**DIRECTION:**
Convert the lines of the listing below, from the line with "point: tree branch" up to and including the line with "column 76, row 208", into a Markdown table with the columns "No." and "Line", omitting any blank lines. Include only those lines.

**Records held in a dataset:**
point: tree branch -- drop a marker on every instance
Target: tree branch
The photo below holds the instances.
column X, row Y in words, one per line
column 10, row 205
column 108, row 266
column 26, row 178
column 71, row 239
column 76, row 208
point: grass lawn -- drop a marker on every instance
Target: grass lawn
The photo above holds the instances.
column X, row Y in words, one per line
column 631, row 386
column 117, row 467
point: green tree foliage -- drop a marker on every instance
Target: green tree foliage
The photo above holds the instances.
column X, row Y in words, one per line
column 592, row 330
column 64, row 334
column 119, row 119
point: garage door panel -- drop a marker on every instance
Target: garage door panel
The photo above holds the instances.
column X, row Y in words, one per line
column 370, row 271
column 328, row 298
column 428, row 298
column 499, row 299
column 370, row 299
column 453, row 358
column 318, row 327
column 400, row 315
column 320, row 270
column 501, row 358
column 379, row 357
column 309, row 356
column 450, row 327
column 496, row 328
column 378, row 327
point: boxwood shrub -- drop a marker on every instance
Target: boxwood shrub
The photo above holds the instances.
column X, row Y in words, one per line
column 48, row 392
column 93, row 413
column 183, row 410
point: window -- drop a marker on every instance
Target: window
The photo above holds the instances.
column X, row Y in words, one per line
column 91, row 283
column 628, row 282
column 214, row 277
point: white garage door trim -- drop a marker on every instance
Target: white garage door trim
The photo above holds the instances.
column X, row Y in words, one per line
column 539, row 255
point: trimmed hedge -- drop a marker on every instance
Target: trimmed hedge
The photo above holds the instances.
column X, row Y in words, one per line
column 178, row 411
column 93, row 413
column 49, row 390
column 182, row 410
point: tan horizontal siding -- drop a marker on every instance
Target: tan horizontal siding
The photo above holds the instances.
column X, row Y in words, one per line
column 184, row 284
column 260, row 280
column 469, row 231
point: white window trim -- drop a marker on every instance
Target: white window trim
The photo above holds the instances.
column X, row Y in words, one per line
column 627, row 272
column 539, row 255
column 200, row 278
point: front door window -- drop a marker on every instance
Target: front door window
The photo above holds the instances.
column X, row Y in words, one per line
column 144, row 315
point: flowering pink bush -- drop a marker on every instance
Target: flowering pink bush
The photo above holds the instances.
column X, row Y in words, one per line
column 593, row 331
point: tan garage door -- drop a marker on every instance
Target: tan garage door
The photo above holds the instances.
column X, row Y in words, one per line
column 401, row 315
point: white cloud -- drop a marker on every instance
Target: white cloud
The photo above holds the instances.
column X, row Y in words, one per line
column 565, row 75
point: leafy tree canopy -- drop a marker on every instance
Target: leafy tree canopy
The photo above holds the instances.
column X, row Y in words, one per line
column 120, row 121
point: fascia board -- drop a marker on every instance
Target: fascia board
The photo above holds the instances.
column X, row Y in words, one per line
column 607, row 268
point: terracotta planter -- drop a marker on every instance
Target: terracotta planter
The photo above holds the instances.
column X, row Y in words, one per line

---

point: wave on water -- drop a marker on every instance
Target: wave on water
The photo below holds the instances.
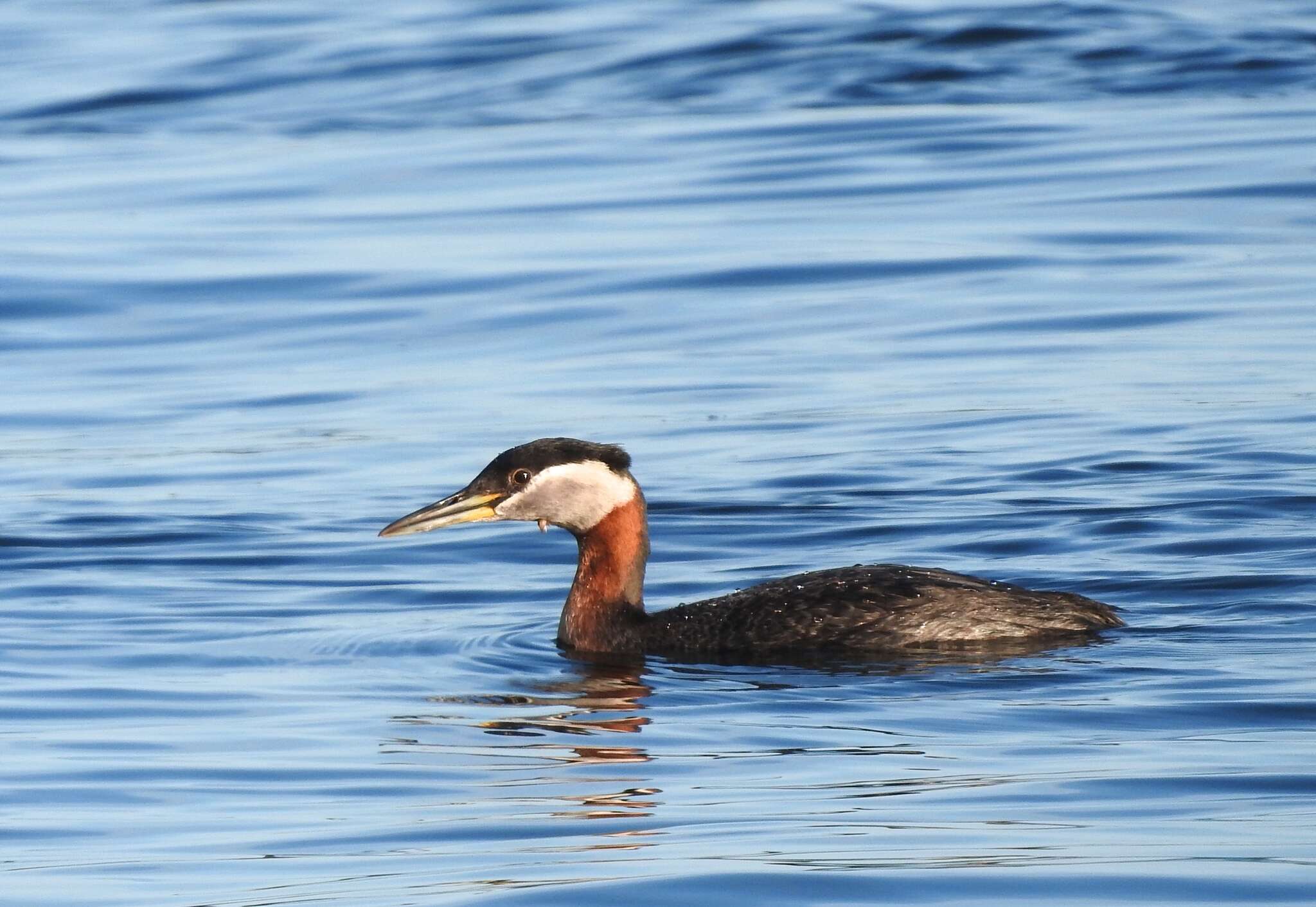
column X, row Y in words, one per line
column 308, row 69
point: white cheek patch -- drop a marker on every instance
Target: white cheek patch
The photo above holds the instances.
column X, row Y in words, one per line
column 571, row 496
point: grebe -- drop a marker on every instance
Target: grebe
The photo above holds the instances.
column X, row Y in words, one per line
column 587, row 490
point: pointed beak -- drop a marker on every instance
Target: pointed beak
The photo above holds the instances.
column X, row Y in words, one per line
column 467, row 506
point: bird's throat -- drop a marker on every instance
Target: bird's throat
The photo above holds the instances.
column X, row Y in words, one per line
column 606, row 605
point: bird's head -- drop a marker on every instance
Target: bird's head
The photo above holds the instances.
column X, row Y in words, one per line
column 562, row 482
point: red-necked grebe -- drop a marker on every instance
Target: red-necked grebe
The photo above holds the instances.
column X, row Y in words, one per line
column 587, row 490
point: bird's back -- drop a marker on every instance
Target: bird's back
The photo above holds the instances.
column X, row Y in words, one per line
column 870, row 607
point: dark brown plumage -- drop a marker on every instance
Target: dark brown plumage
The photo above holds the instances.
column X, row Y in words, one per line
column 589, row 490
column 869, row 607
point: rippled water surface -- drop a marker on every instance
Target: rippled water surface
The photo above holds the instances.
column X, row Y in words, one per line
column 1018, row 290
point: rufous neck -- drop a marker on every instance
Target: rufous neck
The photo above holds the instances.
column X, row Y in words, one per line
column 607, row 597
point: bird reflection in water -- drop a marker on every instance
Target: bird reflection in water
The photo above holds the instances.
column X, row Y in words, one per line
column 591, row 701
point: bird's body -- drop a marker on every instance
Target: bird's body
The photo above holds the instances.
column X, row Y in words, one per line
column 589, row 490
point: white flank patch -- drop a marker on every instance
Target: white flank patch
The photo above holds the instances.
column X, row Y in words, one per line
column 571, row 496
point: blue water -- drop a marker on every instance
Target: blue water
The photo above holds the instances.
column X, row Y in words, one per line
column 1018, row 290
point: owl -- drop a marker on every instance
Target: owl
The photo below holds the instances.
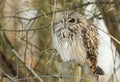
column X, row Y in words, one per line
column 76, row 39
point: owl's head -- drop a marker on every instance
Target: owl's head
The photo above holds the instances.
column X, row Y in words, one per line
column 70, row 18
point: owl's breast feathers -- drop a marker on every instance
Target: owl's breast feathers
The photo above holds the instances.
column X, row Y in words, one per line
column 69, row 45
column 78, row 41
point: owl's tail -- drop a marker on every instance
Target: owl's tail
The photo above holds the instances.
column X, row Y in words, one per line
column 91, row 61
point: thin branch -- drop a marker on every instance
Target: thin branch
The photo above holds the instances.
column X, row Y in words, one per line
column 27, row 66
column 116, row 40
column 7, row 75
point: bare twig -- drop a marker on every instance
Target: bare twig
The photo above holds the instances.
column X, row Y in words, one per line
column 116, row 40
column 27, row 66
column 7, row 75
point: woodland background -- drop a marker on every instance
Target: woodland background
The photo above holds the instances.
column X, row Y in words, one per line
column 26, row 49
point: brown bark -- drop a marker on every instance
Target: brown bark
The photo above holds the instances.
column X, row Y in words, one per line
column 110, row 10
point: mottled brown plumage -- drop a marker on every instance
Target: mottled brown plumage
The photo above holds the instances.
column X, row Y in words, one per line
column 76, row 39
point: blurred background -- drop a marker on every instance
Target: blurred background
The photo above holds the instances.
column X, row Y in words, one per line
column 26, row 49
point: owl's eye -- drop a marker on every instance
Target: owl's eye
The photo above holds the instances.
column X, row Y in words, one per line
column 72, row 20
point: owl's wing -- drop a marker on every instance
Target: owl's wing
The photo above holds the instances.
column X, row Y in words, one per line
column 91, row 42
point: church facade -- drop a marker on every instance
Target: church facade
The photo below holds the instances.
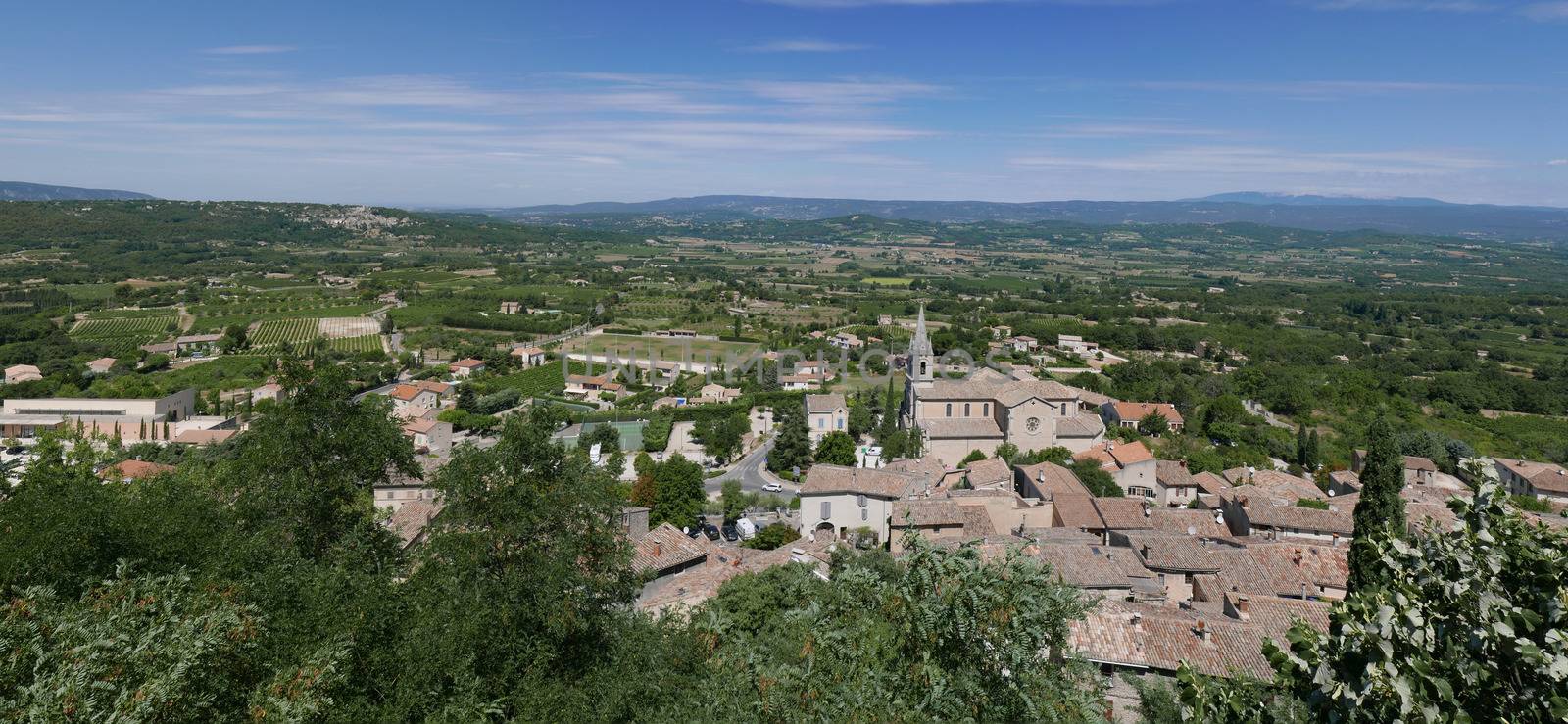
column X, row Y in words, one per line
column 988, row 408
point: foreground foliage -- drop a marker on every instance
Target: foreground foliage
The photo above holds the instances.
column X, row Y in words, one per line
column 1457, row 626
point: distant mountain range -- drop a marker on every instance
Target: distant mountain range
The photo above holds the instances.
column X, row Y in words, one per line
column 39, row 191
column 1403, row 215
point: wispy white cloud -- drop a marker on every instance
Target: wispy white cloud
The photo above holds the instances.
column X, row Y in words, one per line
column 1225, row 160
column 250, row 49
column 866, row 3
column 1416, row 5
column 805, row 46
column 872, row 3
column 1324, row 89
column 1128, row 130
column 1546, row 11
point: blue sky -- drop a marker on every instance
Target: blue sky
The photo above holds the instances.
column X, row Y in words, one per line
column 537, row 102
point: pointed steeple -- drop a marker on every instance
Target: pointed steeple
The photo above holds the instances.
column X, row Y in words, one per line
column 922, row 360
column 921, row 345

**ANSWER IN FULL:**
| No. | Line |
|---|---|
| 1 | point: tree branch -- drop a marker on every instance |
| 2 | Target: tree branch |
| 3 | The photo below holds the instances. |
| 4 | column X, row Y in words, one per line |
| 5 | column 10, row 205 |
| 6 | column 108, row 266 |
| 7 | column 26, row 178 |
| 8 | column 71, row 239 |
| 9 | column 76, row 208 |